Exercise directions: Starting from the line that holds "Can you find the chain-link", print every line through the end of the records, first and last included.

Stored data entries
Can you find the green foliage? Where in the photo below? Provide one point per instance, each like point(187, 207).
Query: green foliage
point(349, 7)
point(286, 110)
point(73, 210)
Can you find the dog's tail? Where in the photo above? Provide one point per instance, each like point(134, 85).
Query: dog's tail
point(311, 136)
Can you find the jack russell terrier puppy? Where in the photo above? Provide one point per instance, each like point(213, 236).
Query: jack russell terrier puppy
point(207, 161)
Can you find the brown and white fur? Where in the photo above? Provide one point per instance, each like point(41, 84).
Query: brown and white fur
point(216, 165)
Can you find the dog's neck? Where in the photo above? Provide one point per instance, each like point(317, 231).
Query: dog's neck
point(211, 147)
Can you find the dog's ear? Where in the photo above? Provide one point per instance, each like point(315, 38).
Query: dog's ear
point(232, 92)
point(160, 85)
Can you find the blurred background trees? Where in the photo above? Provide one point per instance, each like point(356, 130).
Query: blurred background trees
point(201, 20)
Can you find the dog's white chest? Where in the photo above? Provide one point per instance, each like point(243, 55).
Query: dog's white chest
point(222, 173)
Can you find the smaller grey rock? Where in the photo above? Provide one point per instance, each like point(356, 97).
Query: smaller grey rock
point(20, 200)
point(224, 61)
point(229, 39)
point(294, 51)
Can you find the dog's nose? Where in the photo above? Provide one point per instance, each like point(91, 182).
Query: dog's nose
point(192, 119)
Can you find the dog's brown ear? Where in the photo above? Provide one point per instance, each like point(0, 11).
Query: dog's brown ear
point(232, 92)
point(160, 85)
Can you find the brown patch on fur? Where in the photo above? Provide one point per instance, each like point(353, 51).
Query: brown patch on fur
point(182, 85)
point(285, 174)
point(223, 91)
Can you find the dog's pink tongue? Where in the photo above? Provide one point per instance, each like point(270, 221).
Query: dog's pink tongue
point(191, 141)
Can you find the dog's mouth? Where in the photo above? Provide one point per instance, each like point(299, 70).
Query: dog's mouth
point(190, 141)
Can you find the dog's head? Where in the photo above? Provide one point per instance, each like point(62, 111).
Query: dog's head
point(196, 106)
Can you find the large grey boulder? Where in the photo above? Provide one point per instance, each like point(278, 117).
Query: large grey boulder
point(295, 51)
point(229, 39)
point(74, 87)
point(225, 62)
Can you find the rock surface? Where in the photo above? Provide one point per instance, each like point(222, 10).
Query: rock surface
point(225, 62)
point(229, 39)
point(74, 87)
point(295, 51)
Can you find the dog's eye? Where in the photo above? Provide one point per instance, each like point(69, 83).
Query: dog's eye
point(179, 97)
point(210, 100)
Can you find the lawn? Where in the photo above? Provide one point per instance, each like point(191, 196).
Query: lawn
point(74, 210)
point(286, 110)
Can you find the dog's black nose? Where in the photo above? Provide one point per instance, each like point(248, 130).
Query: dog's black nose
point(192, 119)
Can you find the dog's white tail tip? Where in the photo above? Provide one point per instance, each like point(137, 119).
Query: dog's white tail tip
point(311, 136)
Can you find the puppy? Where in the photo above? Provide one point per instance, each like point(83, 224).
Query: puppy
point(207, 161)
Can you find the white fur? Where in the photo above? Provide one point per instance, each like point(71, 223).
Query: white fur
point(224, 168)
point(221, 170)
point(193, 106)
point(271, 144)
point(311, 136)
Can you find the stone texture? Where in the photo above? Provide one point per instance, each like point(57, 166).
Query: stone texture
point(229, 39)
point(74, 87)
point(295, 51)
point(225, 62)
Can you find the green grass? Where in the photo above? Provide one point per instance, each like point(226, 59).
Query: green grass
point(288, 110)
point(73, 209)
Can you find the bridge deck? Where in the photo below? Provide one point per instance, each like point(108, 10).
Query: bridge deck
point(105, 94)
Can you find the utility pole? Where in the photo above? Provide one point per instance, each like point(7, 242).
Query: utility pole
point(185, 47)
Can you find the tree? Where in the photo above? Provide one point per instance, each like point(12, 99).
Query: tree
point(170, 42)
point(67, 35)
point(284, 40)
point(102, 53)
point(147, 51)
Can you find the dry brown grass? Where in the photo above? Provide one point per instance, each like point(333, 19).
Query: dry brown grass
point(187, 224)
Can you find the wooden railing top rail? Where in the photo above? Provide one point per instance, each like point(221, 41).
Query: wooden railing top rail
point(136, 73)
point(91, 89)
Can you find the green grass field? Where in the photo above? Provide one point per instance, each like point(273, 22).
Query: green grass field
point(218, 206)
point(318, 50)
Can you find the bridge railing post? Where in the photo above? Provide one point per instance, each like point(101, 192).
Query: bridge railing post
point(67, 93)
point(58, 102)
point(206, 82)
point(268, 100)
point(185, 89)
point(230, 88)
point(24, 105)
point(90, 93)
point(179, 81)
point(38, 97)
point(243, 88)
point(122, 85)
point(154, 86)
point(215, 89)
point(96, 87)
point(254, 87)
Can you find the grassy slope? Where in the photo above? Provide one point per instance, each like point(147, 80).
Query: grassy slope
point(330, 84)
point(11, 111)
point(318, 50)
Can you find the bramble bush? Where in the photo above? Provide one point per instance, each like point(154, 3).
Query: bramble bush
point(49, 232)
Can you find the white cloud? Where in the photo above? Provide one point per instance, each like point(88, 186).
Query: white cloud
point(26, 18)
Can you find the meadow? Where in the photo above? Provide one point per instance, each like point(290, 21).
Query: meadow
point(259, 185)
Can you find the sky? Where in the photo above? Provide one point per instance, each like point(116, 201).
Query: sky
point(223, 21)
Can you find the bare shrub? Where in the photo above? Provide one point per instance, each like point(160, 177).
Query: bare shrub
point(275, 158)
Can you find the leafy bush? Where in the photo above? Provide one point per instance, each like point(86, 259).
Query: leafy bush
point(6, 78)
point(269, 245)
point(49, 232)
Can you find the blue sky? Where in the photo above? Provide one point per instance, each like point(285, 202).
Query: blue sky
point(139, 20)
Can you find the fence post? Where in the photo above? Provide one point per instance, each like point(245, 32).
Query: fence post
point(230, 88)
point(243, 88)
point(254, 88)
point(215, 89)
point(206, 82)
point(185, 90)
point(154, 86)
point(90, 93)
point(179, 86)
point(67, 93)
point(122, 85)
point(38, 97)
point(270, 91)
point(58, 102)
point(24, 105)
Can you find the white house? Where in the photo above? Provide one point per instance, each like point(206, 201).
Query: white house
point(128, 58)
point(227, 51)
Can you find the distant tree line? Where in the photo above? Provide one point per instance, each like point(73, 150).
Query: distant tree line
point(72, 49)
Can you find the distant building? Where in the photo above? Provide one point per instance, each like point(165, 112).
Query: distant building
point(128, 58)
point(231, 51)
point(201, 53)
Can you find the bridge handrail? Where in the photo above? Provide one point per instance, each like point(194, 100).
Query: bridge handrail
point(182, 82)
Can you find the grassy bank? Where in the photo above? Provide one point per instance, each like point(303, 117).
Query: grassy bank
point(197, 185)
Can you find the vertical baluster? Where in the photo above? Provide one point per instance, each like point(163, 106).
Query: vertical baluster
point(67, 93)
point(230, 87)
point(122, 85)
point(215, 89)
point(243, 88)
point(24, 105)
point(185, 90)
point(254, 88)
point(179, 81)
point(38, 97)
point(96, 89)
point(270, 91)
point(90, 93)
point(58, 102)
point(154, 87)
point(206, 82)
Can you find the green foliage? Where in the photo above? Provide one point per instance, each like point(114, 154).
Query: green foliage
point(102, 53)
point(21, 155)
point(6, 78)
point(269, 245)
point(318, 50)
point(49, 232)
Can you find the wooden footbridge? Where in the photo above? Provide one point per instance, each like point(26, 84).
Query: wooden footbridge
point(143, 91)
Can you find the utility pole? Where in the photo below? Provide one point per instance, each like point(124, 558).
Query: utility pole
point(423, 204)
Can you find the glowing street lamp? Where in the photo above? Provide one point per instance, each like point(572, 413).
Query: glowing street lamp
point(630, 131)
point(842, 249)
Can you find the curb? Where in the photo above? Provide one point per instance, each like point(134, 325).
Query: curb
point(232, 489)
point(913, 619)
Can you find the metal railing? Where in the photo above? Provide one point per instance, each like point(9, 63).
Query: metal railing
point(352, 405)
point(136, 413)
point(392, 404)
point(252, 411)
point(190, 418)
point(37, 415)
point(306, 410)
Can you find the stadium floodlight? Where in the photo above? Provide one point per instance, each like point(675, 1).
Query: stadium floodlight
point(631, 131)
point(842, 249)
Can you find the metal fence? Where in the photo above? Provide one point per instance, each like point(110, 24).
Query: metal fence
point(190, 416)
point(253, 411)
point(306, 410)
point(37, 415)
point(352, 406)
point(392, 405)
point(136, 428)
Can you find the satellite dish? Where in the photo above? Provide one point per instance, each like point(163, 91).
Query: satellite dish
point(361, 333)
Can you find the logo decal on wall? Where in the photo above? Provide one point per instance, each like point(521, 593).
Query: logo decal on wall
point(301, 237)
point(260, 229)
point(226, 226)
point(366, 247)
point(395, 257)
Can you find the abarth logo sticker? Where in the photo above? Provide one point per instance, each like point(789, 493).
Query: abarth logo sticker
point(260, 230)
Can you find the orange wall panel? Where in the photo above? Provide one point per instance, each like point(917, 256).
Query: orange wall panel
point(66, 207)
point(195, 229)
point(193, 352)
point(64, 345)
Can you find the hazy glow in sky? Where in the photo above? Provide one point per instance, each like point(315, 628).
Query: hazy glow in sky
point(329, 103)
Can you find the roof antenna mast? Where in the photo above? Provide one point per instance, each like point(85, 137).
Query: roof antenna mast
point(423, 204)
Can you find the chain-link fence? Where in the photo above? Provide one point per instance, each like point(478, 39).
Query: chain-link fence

Reply:
Can you find the chain-link fence? Where in the photo above? Provide one point per instance, each like point(478, 39).
Query: chain-link fence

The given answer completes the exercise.